ACTION ITEM:
All that is wanted is a word-for-word copy of the line with "Target: red sweater" and every line after it in the data below.

Referring expression data:

---+---

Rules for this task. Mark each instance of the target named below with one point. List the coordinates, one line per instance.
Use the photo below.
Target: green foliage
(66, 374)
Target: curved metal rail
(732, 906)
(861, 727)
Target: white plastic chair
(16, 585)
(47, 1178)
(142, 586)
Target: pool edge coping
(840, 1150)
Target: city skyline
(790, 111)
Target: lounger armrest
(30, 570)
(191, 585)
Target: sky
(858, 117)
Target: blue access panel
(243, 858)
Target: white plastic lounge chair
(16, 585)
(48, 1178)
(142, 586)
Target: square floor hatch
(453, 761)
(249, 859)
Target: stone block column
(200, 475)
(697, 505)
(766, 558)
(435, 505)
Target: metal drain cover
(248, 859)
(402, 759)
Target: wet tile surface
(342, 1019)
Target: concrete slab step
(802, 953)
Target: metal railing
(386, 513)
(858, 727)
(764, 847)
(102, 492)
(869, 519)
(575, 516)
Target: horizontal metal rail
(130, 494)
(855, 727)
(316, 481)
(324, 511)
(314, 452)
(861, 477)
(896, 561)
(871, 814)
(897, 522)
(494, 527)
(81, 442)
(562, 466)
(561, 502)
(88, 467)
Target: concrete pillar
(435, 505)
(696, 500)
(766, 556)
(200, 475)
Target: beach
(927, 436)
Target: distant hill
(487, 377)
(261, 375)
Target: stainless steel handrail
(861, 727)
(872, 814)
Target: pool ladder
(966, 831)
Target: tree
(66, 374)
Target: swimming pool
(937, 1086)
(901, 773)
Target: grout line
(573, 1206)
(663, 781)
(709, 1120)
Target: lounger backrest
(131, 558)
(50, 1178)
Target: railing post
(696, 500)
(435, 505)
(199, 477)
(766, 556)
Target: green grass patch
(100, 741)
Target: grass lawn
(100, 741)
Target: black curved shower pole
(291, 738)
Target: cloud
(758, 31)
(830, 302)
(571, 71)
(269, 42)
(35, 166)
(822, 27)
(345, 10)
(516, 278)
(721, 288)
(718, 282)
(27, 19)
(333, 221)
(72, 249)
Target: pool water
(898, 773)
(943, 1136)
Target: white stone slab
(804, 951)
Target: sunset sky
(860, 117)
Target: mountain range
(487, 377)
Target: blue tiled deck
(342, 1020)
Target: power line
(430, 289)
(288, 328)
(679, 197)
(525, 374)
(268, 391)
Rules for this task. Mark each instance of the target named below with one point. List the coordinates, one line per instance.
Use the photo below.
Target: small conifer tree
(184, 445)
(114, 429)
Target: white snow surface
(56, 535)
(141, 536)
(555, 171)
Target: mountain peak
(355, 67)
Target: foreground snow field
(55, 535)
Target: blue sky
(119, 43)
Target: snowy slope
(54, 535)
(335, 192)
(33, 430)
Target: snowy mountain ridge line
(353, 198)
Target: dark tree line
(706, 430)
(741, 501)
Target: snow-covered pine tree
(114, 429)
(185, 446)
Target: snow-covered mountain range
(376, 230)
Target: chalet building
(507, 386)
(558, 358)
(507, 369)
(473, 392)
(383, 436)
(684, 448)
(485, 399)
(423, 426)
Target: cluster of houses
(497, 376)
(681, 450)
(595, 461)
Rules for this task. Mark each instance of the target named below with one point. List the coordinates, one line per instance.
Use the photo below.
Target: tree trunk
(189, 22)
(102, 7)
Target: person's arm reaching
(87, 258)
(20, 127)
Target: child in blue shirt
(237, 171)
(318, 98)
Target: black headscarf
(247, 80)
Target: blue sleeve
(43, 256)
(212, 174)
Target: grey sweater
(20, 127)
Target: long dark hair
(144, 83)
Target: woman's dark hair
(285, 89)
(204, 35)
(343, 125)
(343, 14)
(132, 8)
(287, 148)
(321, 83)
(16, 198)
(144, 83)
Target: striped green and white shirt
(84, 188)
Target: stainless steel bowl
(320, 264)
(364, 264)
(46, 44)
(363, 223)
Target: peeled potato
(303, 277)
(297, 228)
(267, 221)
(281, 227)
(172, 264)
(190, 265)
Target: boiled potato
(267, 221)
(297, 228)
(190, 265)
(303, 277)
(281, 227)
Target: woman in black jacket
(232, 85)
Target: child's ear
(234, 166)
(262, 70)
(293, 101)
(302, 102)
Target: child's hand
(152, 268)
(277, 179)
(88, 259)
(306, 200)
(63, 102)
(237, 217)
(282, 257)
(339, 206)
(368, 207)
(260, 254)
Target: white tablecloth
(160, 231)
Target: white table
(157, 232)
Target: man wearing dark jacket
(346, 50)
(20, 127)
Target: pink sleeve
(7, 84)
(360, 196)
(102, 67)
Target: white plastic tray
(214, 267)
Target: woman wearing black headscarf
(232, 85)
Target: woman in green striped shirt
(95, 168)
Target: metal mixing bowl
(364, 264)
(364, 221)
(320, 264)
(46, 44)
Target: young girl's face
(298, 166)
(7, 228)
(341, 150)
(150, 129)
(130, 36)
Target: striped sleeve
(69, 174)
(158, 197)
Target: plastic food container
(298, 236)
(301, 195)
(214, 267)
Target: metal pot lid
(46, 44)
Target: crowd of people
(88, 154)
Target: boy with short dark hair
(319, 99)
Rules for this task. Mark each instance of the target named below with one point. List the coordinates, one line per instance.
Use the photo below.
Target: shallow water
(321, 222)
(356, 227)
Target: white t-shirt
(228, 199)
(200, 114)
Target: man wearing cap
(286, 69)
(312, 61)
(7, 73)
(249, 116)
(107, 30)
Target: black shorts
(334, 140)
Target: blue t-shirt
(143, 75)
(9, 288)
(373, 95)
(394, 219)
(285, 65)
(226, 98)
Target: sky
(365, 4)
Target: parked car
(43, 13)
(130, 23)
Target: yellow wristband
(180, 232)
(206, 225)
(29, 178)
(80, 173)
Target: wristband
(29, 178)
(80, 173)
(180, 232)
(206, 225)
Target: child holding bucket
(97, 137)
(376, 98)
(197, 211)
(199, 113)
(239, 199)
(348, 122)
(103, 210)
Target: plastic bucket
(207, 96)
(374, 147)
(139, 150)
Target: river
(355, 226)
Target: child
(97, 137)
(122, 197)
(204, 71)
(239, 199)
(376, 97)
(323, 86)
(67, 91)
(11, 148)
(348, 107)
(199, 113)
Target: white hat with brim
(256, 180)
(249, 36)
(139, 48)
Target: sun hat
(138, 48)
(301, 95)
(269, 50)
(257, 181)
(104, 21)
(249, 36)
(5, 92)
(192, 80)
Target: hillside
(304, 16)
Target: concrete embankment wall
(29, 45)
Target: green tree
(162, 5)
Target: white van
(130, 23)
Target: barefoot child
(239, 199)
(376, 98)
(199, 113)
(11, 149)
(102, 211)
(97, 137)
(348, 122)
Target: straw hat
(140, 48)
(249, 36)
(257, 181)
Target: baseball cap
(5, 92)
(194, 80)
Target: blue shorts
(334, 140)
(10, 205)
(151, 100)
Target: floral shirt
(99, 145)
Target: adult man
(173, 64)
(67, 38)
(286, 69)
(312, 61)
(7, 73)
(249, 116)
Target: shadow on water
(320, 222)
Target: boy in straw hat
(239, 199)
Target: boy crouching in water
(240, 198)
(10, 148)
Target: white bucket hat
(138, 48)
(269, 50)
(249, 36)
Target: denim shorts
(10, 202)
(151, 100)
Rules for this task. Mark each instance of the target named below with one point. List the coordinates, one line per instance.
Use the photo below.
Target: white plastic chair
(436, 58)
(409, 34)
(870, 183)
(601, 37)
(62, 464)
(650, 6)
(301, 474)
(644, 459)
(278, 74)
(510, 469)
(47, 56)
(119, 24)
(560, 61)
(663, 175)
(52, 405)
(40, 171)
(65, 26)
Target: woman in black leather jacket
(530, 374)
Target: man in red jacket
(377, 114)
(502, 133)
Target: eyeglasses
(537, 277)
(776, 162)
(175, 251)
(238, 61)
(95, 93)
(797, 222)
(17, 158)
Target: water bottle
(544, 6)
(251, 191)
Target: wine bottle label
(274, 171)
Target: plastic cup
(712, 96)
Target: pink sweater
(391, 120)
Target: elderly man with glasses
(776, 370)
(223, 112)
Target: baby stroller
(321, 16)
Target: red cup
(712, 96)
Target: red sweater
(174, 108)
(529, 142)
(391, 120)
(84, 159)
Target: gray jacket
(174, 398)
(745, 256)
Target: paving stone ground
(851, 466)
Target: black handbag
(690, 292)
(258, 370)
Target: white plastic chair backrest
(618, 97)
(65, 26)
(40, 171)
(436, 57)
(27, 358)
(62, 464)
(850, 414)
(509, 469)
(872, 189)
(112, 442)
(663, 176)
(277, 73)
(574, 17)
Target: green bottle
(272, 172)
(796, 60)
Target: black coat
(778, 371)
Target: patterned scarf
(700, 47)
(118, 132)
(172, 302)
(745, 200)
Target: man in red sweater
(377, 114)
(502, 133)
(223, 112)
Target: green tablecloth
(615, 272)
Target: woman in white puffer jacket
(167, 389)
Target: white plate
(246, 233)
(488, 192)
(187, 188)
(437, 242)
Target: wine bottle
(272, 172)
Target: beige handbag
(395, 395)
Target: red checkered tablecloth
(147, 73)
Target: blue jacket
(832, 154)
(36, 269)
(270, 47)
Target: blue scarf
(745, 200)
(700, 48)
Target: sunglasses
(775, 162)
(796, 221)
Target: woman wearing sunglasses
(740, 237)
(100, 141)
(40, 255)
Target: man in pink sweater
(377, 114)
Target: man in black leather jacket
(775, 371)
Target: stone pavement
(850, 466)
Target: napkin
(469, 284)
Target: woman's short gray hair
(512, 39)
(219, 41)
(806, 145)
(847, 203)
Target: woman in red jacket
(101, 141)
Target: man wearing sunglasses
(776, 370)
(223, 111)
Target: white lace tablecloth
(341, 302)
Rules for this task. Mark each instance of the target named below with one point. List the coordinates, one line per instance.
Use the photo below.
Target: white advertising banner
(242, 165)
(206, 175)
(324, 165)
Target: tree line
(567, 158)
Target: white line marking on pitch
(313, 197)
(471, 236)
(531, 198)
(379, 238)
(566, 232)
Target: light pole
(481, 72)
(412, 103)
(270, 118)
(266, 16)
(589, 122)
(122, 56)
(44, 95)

---+---

RESULT:
Target: red sweater
(174, 108)
(529, 142)
(391, 120)
(84, 159)
Target: gray jacket
(174, 398)
(745, 256)
Target: paving stone ground
(851, 466)
Target: black handbag
(690, 292)
(258, 370)
Target: white plastic chair backrest
(618, 97)
(65, 26)
(40, 171)
(436, 57)
(27, 358)
(62, 464)
(850, 414)
(509, 469)
(872, 189)
(112, 442)
(663, 176)
(277, 73)
(574, 17)
Target: green bottle
(272, 172)
(796, 60)
Target: black coat
(778, 371)
Target: patterned scarf
(700, 47)
(118, 132)
(172, 302)
(745, 200)
Target: man in red sweater
(377, 114)
(502, 133)
(223, 112)
Target: green tablecloth
(615, 272)
Target: woman in white puffer jacket
(167, 389)
Target: white plate
(246, 233)
(488, 192)
(187, 188)
(437, 242)
Target: wine bottle
(272, 172)
Target: beige handbag
(395, 395)
Target: red checkered tablecloth
(147, 73)
Target: blue jacket
(832, 154)
(36, 269)
(270, 47)
Target: blue scarf
(745, 200)
(700, 48)
Target: sunglasses
(775, 162)
(796, 221)
Target: woman wearing sunglasses
(740, 237)
(100, 141)
(40, 255)
Target: man in pink sweater
(377, 114)
Target: man in black leather jacket
(775, 371)
Target: stone pavement
(850, 466)
Target: napkin
(469, 284)
Target: woman's short gray hair
(512, 39)
(219, 41)
(806, 145)
(847, 203)
Target: woman in red jacket
(101, 141)
Target: man wearing sunglasses
(776, 370)
(223, 111)
Target: white lace tablecloth
(341, 302)
Rules for this task. Mark each instance of the target named below with one point. List the coordinates, one line per instance.
Use the photo below.
Target: white advertising banner
(242, 165)
(206, 175)
(324, 165)
Target: tree line
(567, 158)
Target: white line marking on pitch
(313, 197)
(471, 236)
(531, 198)
(379, 238)
(566, 232)
Target: light pole
(481, 72)
(412, 103)
(270, 118)
(266, 16)
(589, 122)
(122, 56)
(44, 95)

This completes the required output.